--- start of PAGE EXTRACT ---

# Models

In machine learning, a model "models" the real world, or least a part of it using mathematical concepts and language. The same way humans build an understanding of how the world works over time, which then affects how we behave and make decisions. When we are little kids, we have a certain model of the world. This helps us to know what is edible and what isn't, for instance. As we grow up, we refine this model, and start becoming better at distinguishing what is food and what isn't. We might not be able to explain how we make this decision, but we know that given some input, let's say a photo of something on a plate, we are able to make a prediction of whether this is food or not.

Of course, my understanding of the world might vary from yours because we have had different lives and experiences, or we simply take in things differently. My own understanding of the world might have even been different if my life had happened differently. The same is true with models. Depending on how they are built and trained, they might make decisions in wildly different ways.

The fact that we do not know exactly how we, humans, make decisions is one of the key reasons why machine learning is so challenging and fascinating. It forces us to try to understand our own decision-making. Of course, the same way we tried to mimic birds when we tried to build flying machines, immitating human reasoning might not be the key to creating intelligence, and therefore, there are different schools of thought when it comes to how machine learning models should be built.

Models have of course all sorts of properties that we could delve into, but here, we'll focus on the high-level components of any model

## What information is stored

When a model is created, one must define what its state will be composed of. For instance, let's take a simplistic prediction model for house prices. Such a model could for instance contain a single parameter containing the average price of a house. It could be more complex and store the parameters definining the distribution of the price based on various variables.

It is crucial to understand what information a model is working with, because sometimes this may be a limiting factor in what type of prediction you might want to make. Indeed, if the model only stores the average price of a house, it will not be able to make the difference between a very cheap or a very expensive one, because _all_ it knows is the average price.

## How that information is used

Models use the information at their disposal to make decisions. The same way humans do. If you look at a plate of food, you will use your memory to check whether or not you enjoy this particular food, and decide whether to eat it based on this. Humans are very complicated models and we can make use of loads of information very fast, in intricate ways, but like a model, we can only make use of the information that we do possess.

Models may make use of their information in various ways. Some models may be using some form of decision tree to come to a conclusion, some may use statistical distributions, and some may use distances for instance.

## How the model is trained

As we've explained before, models possess a state composed of multiple variables, or parameters, and use them in order to make decisions. Obviously, machine learning is also deeply focused on the _learning_ part. In theory, one could just try all combinations of parameters and see which one performs better. But as we've mentioned previously, models may contain hundreds, thousands, if not millions, of parameters, thus making going through the search space intractable.

Each model may learn their parameters in various ways. This is what a big part of machine learning research is about. Not necessarily coming up with brand new types of models, but with novel ways to learn parameters, in a more efficient and robust manner.

## What information is used to train the model

As with humans, models need to be trained effectively. This is why we go to school for so long. We take years to learn some concepts, and the quality of the learning materials has much to do with how well we learn. If we've been given bad maths classes, it will be harder for us to be good at maths, however smart we may be. Models work the same way. They need relevant information, or data, and enough of it to be performing well at their task. Often, what data is available is the biggest deciding factor on what model to use, as models may perform differently given how much and what type of data there is.

--- end of PAGE EXTRACT ---
--- start of EXCERPTED DATA ---

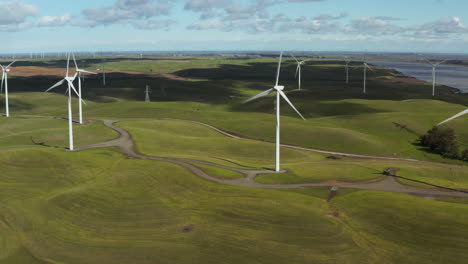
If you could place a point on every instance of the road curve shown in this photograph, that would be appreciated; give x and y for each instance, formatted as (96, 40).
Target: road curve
(126, 146)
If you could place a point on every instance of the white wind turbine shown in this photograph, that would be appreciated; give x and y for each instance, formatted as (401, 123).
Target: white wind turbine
(453, 117)
(5, 71)
(434, 67)
(347, 62)
(299, 70)
(279, 92)
(69, 80)
(80, 72)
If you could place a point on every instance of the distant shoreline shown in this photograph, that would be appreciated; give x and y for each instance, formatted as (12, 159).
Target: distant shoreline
(453, 76)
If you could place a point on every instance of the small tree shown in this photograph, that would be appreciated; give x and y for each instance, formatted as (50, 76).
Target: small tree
(442, 141)
(464, 155)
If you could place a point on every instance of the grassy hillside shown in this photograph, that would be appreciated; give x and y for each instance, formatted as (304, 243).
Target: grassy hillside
(98, 206)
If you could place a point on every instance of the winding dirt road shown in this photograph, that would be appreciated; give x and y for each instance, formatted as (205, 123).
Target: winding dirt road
(126, 145)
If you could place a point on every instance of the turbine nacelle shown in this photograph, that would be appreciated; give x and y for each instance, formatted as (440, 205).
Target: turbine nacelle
(279, 88)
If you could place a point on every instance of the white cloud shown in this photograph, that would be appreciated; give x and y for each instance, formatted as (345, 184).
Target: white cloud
(54, 21)
(373, 26)
(154, 24)
(125, 10)
(448, 25)
(14, 15)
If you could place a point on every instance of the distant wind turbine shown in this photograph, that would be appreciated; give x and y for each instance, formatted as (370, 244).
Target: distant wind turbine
(279, 92)
(5, 71)
(453, 117)
(299, 70)
(69, 79)
(434, 68)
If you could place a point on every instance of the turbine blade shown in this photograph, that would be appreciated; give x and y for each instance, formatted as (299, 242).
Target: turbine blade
(68, 63)
(289, 102)
(453, 117)
(437, 64)
(279, 68)
(76, 65)
(294, 57)
(10, 64)
(368, 67)
(265, 93)
(3, 79)
(55, 85)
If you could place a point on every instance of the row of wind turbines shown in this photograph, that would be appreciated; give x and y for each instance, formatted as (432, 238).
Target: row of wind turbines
(279, 89)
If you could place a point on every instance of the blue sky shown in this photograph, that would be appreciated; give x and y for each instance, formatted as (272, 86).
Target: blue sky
(170, 25)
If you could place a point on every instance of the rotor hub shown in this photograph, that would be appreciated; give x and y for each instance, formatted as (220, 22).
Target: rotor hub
(280, 88)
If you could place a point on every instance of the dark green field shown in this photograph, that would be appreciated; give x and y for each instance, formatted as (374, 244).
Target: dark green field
(99, 206)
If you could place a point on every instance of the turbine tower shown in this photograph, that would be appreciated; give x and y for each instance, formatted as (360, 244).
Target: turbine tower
(80, 72)
(434, 67)
(279, 93)
(5, 71)
(453, 117)
(147, 92)
(365, 66)
(69, 80)
(299, 70)
(347, 62)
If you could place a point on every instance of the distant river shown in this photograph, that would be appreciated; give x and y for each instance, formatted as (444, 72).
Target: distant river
(449, 75)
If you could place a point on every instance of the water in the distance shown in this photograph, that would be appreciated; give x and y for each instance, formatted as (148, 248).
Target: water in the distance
(449, 75)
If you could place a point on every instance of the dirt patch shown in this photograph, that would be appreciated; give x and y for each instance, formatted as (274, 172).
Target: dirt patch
(335, 214)
(400, 79)
(188, 229)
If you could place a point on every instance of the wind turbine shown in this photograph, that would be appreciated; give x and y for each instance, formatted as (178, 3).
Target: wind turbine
(434, 66)
(365, 66)
(69, 79)
(299, 70)
(347, 62)
(5, 71)
(453, 117)
(279, 92)
(80, 72)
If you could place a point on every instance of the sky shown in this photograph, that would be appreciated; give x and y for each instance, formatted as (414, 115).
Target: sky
(225, 25)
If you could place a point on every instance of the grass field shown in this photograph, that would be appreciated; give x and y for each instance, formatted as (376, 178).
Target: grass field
(99, 206)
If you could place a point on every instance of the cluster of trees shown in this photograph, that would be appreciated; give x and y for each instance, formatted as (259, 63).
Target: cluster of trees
(444, 142)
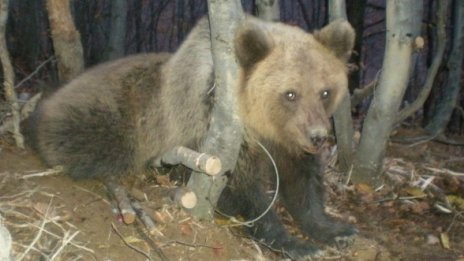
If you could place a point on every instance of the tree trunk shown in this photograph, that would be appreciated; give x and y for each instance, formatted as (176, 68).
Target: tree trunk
(225, 133)
(436, 62)
(342, 117)
(9, 76)
(448, 101)
(117, 29)
(268, 10)
(66, 40)
(403, 25)
(355, 10)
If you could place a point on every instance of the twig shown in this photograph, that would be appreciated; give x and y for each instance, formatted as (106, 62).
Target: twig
(145, 218)
(119, 193)
(445, 171)
(39, 234)
(136, 249)
(93, 193)
(66, 241)
(35, 71)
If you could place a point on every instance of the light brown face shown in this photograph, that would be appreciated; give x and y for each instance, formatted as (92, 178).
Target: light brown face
(292, 82)
(292, 94)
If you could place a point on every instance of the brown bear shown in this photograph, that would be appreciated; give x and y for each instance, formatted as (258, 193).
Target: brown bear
(114, 118)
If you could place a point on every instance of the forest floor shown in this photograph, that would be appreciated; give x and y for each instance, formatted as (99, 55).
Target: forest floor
(418, 215)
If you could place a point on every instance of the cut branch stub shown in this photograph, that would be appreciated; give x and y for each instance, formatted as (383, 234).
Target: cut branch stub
(184, 197)
(191, 159)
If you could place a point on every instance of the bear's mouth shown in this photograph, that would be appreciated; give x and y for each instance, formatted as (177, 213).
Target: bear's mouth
(312, 149)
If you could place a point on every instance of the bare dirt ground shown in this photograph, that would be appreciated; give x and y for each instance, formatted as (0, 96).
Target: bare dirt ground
(418, 216)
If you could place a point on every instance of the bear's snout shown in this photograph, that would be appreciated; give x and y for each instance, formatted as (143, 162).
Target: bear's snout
(318, 136)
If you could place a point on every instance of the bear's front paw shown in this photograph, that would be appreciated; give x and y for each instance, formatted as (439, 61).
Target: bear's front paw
(345, 241)
(331, 232)
(297, 249)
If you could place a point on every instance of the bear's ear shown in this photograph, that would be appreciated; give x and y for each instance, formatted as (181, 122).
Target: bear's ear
(339, 37)
(252, 43)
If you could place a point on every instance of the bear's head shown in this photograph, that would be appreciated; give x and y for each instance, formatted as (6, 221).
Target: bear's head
(292, 81)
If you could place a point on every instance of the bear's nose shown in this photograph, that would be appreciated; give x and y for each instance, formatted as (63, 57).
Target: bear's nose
(318, 136)
(318, 140)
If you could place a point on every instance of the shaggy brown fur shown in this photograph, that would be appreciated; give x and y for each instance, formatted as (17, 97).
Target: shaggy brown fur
(112, 119)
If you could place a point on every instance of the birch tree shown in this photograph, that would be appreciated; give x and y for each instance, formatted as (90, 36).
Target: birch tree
(442, 12)
(342, 117)
(224, 135)
(117, 29)
(8, 74)
(268, 10)
(403, 25)
(66, 40)
(448, 101)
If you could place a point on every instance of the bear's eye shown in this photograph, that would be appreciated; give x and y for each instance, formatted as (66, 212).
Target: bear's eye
(290, 95)
(325, 94)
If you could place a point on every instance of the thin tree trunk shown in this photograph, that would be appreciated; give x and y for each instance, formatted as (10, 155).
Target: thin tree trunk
(9, 76)
(355, 10)
(343, 122)
(118, 29)
(225, 133)
(447, 103)
(403, 25)
(436, 62)
(66, 40)
(268, 10)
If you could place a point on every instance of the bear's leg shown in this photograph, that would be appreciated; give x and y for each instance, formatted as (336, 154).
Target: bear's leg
(303, 192)
(249, 202)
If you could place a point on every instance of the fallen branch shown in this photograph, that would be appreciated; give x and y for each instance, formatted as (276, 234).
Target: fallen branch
(136, 249)
(200, 162)
(124, 203)
(49, 172)
(146, 219)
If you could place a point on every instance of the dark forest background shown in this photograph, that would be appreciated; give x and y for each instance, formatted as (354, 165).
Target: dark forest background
(161, 25)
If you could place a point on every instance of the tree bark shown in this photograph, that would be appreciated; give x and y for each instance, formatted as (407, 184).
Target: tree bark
(225, 133)
(268, 10)
(66, 40)
(117, 29)
(343, 122)
(9, 76)
(403, 25)
(447, 103)
(436, 62)
(355, 11)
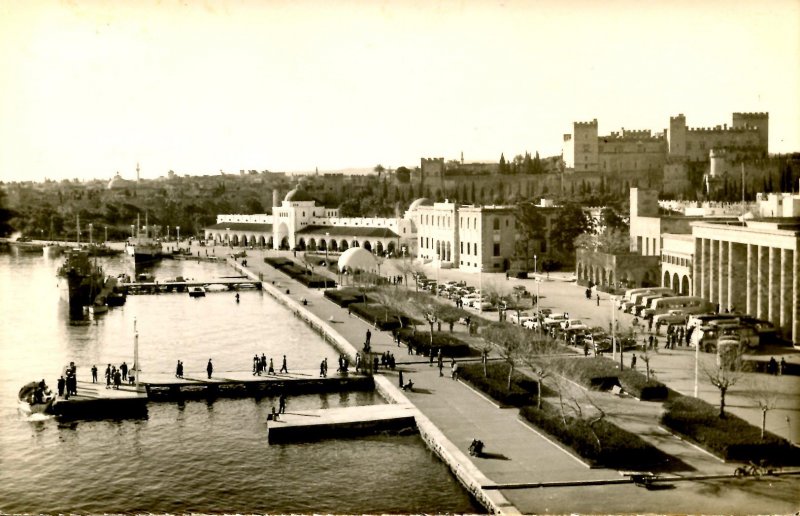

--- end of EXCERPTED DATA ---

▶ **DIRECTIVES**:
(1) Summarize the models page above in two sentences.
(2) Reproduce from the models page the part that opens with the words containing "Each model may" and closes with "and robust manner.".

▶ **EXPECTED RESULTS**:
(1) In machine learning, a model represents the real world, or part of it, using mathematical concepts and language, much as humans build an understanding of the world that shapes their decisions. Its high-level components are the information it stores, how it uses that information, how it is trained, and the data used to train it, and the available data is often the biggest deciding factor in which model to use.

(2)
Each model may learn their parameters in various ways. This is what a big part of machine learning research is about. Not necessarily coming up with brand new types of models, but with novel ways to learn parameters, in a more efficient and robust manner.